Working data:
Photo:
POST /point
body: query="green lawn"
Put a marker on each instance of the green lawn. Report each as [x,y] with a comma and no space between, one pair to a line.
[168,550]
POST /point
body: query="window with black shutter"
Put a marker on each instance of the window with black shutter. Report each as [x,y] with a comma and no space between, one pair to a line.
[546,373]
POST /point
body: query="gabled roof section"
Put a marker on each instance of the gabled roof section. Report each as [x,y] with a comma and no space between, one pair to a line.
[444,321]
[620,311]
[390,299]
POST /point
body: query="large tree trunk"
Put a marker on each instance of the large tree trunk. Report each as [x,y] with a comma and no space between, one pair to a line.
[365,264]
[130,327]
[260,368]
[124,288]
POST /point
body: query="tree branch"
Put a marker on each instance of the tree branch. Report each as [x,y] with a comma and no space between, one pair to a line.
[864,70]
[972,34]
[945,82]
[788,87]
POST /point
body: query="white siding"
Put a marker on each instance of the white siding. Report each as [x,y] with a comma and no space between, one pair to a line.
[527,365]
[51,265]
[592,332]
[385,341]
==
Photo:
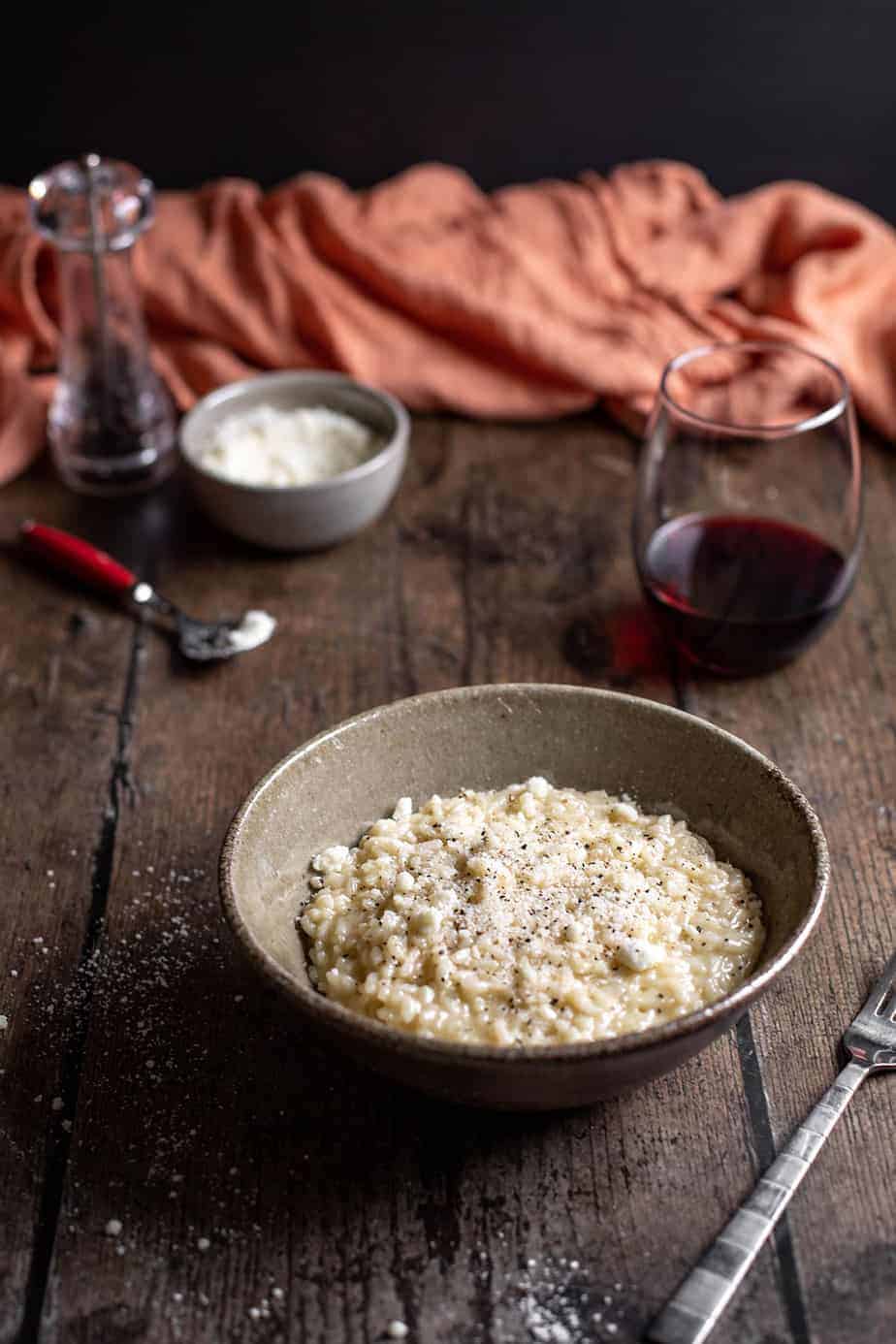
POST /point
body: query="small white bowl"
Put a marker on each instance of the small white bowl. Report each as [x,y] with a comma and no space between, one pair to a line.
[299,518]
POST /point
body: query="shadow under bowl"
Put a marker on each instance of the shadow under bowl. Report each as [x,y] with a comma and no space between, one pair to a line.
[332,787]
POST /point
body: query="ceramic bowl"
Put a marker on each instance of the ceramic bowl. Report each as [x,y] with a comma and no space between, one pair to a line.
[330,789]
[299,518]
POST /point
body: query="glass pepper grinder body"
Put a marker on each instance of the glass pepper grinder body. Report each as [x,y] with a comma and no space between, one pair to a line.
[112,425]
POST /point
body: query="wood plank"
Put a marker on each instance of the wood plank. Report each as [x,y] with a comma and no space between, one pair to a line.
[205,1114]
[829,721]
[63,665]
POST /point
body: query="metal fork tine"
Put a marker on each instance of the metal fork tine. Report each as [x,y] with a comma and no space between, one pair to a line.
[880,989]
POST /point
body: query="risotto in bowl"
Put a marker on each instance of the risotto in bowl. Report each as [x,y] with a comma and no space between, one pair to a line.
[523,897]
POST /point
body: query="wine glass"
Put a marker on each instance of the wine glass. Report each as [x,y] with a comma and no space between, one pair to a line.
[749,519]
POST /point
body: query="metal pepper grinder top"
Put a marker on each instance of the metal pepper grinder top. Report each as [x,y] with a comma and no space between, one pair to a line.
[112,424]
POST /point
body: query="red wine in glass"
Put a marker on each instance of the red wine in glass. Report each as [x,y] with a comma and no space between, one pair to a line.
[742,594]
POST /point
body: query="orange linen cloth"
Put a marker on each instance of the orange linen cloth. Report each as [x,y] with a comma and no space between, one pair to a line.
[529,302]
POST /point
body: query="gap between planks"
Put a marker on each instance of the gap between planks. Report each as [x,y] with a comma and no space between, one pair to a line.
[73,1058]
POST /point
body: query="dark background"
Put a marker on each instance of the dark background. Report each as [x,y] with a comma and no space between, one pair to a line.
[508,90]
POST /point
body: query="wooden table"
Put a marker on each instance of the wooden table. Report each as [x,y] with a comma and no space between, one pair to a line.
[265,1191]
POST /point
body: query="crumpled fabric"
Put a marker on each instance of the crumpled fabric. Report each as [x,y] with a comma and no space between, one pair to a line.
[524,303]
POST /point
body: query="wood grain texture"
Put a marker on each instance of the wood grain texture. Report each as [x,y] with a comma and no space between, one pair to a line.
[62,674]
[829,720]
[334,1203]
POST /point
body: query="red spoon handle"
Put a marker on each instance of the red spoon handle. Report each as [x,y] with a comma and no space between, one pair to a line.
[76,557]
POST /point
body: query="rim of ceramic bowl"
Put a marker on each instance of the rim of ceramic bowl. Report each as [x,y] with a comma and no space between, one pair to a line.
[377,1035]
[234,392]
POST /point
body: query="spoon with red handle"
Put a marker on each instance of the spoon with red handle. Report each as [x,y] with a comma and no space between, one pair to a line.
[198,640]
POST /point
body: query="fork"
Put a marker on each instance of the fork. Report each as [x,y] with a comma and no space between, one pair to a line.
==
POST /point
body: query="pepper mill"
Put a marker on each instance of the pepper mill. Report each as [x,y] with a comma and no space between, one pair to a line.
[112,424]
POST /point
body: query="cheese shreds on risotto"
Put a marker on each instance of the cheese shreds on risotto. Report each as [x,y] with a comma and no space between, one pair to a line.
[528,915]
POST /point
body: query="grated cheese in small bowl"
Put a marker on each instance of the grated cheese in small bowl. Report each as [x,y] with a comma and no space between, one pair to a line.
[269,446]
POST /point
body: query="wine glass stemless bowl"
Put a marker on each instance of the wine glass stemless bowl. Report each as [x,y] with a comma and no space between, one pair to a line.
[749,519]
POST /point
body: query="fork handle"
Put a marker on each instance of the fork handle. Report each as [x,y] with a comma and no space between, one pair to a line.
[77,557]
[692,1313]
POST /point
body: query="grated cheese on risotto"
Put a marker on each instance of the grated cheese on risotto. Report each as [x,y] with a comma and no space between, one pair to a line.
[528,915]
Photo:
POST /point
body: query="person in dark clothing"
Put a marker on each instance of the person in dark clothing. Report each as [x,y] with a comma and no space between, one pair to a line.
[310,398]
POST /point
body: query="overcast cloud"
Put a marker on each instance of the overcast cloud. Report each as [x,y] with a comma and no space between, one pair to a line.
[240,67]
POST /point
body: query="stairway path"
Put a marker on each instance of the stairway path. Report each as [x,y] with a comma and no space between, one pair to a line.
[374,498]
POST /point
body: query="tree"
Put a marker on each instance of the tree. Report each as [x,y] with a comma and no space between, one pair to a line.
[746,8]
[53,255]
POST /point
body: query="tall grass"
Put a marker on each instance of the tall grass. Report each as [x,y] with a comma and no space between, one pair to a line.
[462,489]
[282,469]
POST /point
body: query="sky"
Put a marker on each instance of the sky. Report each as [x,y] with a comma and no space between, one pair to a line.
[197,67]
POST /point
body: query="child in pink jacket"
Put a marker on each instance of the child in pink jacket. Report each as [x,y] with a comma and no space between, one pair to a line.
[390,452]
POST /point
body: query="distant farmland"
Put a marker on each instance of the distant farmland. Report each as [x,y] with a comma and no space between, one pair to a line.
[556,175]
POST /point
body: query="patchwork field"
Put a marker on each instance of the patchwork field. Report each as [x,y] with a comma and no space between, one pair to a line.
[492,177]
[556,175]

Exercise requirements: Count the lines in the rows above that contain the string "lawn", with case counting, and give only the number.

Expected answer: 2